DOCUMENT PASSAGE:
What’s the different between a workshop and a clinic? I knew you were going to ask that, and I’m ready with an answer:

A Workshop is almost always over an entire weekend, usually a “long” weekend, while a clinic is only a couple of hours on one day only.

There, I’ve been wanting to define those two things for a while, now.

So what IS the job for which I’m Hiring???

Okay, okay, take it easy, I’ll get around to it sooner or later. What you do is, you get hold of a set of PM-1 and PM-3 pens — here are the colors you will certainly need:

White, light grey, dark grey, ivory, beige, yellow, straw yellow, red, brown, wine red, dark green, light green, dark blue, light blue and of course, black.

You’ll use your PM-1 Black pen to create the original drawing, then color that in with the other pens.

You can use the pens as area color fillers if they are allowed to dry between layers, or as painterly strokes, if they are applied wet-on-wet, which is admittedly not an easy task.

The idea here is to get folks to buy them, sure, but that’s not what’s really happening — you’re leading them down a path that includes making and selling little painted boxes just like you’re doing now, get it?

It’s a way to bring someone into the Blessings Path, see?

If they come to ZOOM CLASS, they’ll learn how to imbue the boxes with powerful Blessings, and that’s how the Blessings are passed on and spread around.

Simple plan, simple execution. Start painting boxes. It doesn’t matter HOW they’re painted or in what style or what subject matter or what colors, or any of those considerations.

Just paint some boxes and sell them online. How do you sell boxes online? You go online, that’s the first step. Then you find out how. Nobody really knows, so invent it as you go.

Saved entries:
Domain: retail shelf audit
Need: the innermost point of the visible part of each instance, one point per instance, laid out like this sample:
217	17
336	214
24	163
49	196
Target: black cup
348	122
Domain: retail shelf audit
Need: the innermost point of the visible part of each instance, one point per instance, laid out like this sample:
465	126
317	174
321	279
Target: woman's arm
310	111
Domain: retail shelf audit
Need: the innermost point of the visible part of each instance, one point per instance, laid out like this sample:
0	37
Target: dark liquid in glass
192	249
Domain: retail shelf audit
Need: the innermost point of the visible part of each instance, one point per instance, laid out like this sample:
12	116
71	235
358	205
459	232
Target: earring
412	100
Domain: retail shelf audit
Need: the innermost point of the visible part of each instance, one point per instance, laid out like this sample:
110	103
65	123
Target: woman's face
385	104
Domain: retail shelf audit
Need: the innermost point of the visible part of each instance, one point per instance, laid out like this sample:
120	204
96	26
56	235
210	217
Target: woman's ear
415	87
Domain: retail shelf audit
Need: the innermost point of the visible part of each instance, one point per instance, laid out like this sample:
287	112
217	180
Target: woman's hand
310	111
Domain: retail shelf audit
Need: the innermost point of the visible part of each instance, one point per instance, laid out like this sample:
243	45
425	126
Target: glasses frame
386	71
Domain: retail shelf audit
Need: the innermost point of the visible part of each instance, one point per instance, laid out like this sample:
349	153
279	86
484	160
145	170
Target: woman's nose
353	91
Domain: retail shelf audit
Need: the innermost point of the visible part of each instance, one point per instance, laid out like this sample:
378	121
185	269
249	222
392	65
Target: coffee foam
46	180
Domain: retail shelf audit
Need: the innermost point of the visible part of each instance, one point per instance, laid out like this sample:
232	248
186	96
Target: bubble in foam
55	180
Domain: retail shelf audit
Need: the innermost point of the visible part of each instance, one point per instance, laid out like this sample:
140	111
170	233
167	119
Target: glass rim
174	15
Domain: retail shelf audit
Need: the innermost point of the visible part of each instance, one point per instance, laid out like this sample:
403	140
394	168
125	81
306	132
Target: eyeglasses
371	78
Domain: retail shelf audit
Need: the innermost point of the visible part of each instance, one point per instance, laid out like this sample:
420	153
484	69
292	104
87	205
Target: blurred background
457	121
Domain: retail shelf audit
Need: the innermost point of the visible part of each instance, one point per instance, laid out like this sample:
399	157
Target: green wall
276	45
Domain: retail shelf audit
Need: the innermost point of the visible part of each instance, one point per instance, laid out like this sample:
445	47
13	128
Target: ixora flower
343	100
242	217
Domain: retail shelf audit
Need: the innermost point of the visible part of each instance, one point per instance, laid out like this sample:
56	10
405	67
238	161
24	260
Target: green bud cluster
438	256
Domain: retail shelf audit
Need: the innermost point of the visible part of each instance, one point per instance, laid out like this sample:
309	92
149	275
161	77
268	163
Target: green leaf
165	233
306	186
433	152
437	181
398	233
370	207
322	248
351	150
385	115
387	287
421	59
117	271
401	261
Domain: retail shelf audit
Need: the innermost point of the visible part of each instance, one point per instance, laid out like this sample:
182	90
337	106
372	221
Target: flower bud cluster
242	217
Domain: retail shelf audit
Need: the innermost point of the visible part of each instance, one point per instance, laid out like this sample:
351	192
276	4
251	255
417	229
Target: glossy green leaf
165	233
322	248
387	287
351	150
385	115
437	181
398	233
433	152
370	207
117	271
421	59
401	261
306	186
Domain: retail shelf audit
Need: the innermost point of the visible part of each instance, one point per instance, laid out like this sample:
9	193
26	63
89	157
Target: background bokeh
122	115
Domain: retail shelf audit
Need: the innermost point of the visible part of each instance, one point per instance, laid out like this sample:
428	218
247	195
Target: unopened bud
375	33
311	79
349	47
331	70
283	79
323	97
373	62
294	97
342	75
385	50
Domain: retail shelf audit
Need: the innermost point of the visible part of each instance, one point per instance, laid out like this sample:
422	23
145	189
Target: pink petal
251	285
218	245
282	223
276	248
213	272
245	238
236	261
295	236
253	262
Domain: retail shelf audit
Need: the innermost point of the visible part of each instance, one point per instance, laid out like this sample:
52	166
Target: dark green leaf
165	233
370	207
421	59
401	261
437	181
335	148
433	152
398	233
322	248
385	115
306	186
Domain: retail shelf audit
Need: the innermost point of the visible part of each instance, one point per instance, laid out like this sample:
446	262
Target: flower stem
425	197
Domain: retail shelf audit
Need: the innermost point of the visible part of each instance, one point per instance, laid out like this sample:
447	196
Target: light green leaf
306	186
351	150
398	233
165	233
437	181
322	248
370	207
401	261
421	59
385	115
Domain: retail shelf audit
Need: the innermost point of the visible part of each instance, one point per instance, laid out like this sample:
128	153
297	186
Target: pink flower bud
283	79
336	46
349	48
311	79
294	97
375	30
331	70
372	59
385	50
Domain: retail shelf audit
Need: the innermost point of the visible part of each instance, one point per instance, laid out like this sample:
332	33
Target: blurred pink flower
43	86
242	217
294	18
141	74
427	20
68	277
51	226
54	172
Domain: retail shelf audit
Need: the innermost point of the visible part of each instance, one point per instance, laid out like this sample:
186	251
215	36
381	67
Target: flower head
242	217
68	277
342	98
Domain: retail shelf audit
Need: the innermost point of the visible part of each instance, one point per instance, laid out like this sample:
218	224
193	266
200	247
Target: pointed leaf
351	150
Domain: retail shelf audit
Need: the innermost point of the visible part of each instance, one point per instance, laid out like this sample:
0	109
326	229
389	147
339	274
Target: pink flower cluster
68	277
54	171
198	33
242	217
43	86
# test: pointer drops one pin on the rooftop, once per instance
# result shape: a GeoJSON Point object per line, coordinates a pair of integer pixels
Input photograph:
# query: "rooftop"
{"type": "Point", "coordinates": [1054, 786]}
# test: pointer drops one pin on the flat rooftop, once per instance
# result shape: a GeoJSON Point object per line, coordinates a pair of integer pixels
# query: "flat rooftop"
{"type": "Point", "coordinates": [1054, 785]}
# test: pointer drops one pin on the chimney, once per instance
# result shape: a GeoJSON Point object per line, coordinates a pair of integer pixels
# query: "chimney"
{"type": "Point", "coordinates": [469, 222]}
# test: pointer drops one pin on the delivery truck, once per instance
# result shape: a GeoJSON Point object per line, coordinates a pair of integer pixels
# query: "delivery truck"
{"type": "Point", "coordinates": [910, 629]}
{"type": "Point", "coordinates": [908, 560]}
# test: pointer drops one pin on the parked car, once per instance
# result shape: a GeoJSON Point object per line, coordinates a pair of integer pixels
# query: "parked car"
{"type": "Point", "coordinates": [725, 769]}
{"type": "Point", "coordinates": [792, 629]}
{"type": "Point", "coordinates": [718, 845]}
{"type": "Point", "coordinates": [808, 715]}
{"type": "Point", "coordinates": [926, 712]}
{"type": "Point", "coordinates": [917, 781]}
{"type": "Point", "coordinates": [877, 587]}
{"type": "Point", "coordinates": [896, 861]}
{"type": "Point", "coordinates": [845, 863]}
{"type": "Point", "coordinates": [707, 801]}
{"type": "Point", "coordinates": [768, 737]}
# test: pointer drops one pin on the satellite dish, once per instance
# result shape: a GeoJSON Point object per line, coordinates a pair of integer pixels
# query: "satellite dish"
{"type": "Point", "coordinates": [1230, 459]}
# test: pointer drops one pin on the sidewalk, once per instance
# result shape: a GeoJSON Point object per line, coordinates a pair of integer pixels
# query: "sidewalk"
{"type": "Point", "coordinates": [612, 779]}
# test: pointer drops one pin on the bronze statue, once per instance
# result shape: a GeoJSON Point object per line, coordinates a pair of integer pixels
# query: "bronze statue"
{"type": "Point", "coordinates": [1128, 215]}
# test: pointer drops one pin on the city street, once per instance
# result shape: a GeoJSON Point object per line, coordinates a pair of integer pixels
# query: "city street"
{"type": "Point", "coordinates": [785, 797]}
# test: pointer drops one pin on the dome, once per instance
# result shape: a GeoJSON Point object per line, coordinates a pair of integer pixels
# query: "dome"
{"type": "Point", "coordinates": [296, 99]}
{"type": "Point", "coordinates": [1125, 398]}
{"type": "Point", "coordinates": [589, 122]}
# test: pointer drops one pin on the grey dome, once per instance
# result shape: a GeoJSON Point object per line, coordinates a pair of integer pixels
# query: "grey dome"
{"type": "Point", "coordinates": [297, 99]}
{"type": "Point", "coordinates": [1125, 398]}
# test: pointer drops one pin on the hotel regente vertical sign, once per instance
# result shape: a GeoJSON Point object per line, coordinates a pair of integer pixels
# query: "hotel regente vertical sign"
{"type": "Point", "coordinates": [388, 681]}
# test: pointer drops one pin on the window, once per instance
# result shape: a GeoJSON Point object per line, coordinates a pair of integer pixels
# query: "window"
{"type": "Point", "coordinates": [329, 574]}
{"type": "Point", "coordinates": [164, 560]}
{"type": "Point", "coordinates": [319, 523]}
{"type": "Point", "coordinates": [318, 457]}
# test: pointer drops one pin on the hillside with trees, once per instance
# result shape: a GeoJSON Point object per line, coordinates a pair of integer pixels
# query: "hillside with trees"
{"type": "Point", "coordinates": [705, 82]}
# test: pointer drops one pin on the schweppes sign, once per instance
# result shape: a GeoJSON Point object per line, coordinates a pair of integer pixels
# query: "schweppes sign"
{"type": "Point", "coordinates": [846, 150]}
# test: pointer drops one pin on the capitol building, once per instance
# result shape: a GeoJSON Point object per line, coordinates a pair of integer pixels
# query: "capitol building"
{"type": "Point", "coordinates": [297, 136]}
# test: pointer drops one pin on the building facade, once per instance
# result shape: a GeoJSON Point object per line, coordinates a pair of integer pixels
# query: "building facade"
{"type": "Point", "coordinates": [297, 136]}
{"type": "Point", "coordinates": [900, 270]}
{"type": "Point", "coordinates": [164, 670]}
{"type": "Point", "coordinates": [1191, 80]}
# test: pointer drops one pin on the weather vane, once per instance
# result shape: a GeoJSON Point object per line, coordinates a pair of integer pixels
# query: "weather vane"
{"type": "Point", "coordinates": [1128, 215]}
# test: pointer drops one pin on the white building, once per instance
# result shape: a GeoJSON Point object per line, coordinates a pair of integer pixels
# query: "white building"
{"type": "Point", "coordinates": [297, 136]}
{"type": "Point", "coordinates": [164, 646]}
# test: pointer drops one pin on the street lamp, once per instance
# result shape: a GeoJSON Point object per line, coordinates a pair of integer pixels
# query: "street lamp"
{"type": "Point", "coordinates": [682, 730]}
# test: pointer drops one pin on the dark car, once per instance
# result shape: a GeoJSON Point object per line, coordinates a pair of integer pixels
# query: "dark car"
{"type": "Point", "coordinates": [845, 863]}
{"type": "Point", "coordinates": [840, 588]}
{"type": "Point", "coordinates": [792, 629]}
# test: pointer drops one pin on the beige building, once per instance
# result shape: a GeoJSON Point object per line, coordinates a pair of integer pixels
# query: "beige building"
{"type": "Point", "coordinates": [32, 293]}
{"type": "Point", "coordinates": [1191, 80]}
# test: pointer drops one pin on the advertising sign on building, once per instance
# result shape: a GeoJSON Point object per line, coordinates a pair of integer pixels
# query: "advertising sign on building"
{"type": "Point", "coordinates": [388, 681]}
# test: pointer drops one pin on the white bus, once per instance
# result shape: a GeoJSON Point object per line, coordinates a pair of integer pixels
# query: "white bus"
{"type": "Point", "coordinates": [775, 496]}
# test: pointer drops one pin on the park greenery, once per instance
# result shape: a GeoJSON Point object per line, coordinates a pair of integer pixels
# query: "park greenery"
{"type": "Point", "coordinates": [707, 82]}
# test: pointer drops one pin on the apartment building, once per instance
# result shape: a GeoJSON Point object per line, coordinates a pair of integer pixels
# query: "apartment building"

QUESTIONS TO ANSWER:
1: Answer these questions using the box-painting passage:
(a) How long does a clinic last?
(b) Which pen is used to create the original drawing?
(c) How must the pens be applied to serve as painterly strokes?
2: Write the next few paragraphs of the box-painting passage, continuing after its final sentence.
The entries above were taken from a separate source.

EXERCISE ANSWERS:
1:
(a) A couple of hours on one day only.
(b) The PM-1 Black pen.
(c) Wet-on-wet.

2:
Maybe you’re lousy at selling. Get good at it. Maybe you know nothing about social media or SMM marketing. Learn. Maybe you haven’t any painting skills or artistic talents, and you aren’t really truly interested.

So? What’s yer problem? Do it anyway. And love it.

How can you change your feelings and attitudes about things, especially work you might not like to do?

Just do it.

I give ZOOM classes on Willpower. It’s not hard to achieve. Takes a couple hours to master the skills to strengthen the Will.

Hey, there are dozens more ZOOM classes that I give, on the average of ten a week. In one of them, you learn how to make Blacklight Disks.

In another, you learn how to create a 3D game of your very own.

In yet another ZOOM class, I answer questions about the American Book of the Dead, and about death and dying in general.

In still another ZOOM class, I teach magic, hypnosis and seances, and I’ve been known to offer ZOOM classes in creative writing, silversmithing, coin searching and alien technology.

You have but to name it, and there’s probably a ZOOM class that we offer that will help you explore and master new domains of mystery and awe.

You might also be interested in the more mundane things, like cooking a perfect omelette.

So how can you get started?

Go to one of my ZOOM meetings and introduce yourself, and let’s talk about your path, what’s available to you, and how you can use those things for your further development and calming-down.

Mostly you need to calm down. Relax your mind, park your body, and get re-acquainted with the Spirit Plane.

It’s what they call “meditation”, but it’s focused and single-pointed, not vague and self-congratulatory, which is what ordinary meditation amounts to.

I know, I’ve left a participle hanging there. This is exactly the kind of nonsense, up with which, I shall not put.

That’s Dorothy Parker, in a note to her editor, who complained about her dangling participles.

These days, no one even knows what a participle is, let alone the parts of speech and sentence construction.

You don’t need it to text imogees, which is the present limit of human consciousness.

I’ll present this stuff in ZOOM at the morning meetings. Not a lot can be communicated in the printed word, although you’ll hear lots of noise to the contrary. Look for me in ZOOM.

We’ve done our job — transferred over the Blue Line Norton Street to the quantum matrix, which is a Meta-Creation platform that accepts meta programming levels on the Causal Plane.

We can now edit this space from inside it, and the same is true in Norton. We’ve done it, and only in this horrible Trumpian space is it possible to make that happen. All sorts of weird coincidences have to happen all at once for the Blue Line to manifest itself.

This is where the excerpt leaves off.